→ **Work to do**:
Without including any images, repeat the data exactly.

→ **Labeled contour entries**:
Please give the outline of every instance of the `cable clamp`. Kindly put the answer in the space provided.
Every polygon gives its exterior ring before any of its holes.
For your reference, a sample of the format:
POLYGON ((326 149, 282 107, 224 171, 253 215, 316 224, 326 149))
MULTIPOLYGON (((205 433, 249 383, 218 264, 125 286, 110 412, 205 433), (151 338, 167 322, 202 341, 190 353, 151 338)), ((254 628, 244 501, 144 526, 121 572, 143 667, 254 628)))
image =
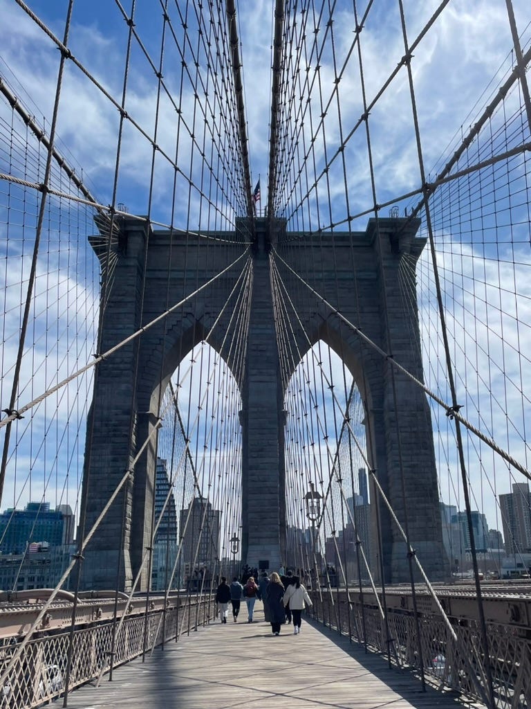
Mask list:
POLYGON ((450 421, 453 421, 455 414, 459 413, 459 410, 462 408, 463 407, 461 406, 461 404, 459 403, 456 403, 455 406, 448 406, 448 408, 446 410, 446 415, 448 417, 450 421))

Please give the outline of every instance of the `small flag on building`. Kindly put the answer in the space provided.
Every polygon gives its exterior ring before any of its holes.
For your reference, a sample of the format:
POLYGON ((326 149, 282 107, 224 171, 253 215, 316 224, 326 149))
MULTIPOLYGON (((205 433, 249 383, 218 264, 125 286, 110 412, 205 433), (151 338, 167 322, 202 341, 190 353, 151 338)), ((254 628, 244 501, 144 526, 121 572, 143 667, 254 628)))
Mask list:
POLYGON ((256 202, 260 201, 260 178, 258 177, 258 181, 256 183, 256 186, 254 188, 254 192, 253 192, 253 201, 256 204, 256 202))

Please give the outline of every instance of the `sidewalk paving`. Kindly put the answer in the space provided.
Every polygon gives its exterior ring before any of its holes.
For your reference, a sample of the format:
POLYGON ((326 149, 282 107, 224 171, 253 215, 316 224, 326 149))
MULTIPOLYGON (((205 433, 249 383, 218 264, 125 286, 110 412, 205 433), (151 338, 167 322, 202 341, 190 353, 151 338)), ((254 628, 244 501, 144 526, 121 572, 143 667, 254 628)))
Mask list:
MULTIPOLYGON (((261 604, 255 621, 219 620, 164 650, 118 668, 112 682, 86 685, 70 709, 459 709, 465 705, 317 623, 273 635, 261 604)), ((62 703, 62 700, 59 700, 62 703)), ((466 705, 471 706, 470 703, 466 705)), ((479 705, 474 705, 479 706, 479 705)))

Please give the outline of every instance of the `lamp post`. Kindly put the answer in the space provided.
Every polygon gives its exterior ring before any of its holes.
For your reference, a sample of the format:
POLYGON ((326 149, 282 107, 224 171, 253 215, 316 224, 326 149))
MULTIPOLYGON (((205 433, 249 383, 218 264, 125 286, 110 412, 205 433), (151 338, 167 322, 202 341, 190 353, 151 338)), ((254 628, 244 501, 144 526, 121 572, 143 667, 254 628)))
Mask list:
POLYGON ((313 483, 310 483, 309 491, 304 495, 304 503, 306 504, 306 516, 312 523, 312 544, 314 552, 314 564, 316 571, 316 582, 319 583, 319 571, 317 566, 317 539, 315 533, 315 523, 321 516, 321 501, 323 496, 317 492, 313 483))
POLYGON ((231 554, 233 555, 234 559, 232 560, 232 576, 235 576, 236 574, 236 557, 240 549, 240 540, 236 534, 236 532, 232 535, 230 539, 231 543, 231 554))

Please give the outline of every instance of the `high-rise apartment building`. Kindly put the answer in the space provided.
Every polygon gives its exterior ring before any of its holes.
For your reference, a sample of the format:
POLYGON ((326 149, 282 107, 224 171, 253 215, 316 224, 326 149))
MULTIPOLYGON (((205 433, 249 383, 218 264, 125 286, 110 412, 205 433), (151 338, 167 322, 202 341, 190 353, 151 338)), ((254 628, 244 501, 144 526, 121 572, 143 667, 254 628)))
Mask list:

→ **Finished task**:
Please give the outline of every instance of the `cable clamp`. Kindly put the answer in the space provided.
Every polygon gives its exterior ring before any of its holes.
For your reference, a sample of the format:
POLYGON ((326 149, 282 107, 224 171, 253 215, 316 224, 326 149))
MULTIPOLYGON (((205 433, 249 383, 218 264, 125 286, 110 412, 205 433), (151 338, 167 322, 202 341, 190 353, 151 338)), ((254 628, 244 501, 144 526, 121 572, 143 667, 254 628)))
image =
Mask list:
POLYGON ((450 421, 453 421, 455 414, 459 413, 459 410, 462 408, 463 407, 461 406, 461 404, 459 403, 456 403, 455 406, 448 406, 448 408, 446 410, 446 415, 448 417, 450 421))

Please give the outline of every instance of the `small flag on building`. Kindly put the answer in the space provided.
Every polygon gives its exterior ring before any of its holes.
For your reference, a sample of the format:
POLYGON ((326 149, 282 107, 224 171, 253 215, 316 224, 326 149))
MULTIPOLYGON (((205 433, 249 383, 218 264, 125 286, 110 412, 205 433), (151 338, 167 322, 202 341, 190 353, 151 338)), ((254 628, 244 501, 144 526, 121 572, 143 667, 254 628)))
Mask list:
POLYGON ((256 202, 260 201, 260 178, 258 177, 258 181, 256 183, 256 186, 254 188, 254 192, 253 192, 253 201, 256 204, 256 202))

Please give the outline of every instance of the `sidewalk paving`. Kindly put the answer in the space provided.
Every polygon gives its exterior ring before any of its holes.
For your reference, a sample of the format:
POLYGON ((326 149, 282 107, 224 171, 253 215, 316 224, 326 149))
MULTIPOLYGON (((205 433, 249 383, 218 264, 125 286, 110 412, 205 433), (151 338, 167 322, 202 341, 190 353, 151 338)), ((254 628, 244 501, 144 526, 121 572, 143 667, 254 628)))
Mask list:
MULTIPOLYGON (((261 604, 255 621, 219 620, 164 650, 118 668, 112 682, 86 685, 70 709, 459 709, 465 705, 317 623, 273 635, 261 604)), ((62 703, 62 700, 59 700, 62 703)), ((466 705, 471 706, 470 703, 466 705)), ((479 705, 474 705, 479 706, 479 705)))

Please give the outline of every instance of the `lamp post`. Kindly put the answer in the space provided.
Every polygon gives its exterior ring before any of its holes.
For your reference, a sample of the format:
POLYGON ((326 149, 282 107, 224 171, 253 215, 316 224, 326 149))
MULTIPOLYGON (((205 433, 249 383, 218 264, 125 286, 110 412, 205 433), (151 338, 167 322, 202 341, 190 353, 151 338)), ((254 628, 244 501, 144 526, 121 572, 143 667, 254 628)))
Mask list:
POLYGON ((313 483, 310 483, 309 491, 304 495, 304 503, 306 504, 306 516, 312 523, 312 544, 314 552, 314 564, 316 571, 316 582, 319 583, 319 571, 317 566, 317 539, 315 533, 315 523, 321 516, 321 501, 323 496, 317 492, 313 483))
POLYGON ((231 554, 233 555, 234 559, 232 560, 232 576, 235 576, 236 574, 236 557, 240 549, 240 540, 236 534, 236 532, 232 535, 230 539, 231 543, 231 554))

Please give the outline of every instance of the `high-rise apartment building`. Kindly put the answer in the space provided.
Every polygon gives its exterior ring before any of its holes.
For your reference, a sample of the format:
POLYGON ((326 149, 282 107, 224 171, 253 215, 316 224, 326 149))
MULTIPOLYGON (((205 433, 249 383, 218 264, 125 286, 110 412, 205 433), (151 338, 167 322, 202 341, 190 353, 151 338)), ((254 628, 244 501, 144 526, 121 572, 143 667, 254 628)))
Mask list:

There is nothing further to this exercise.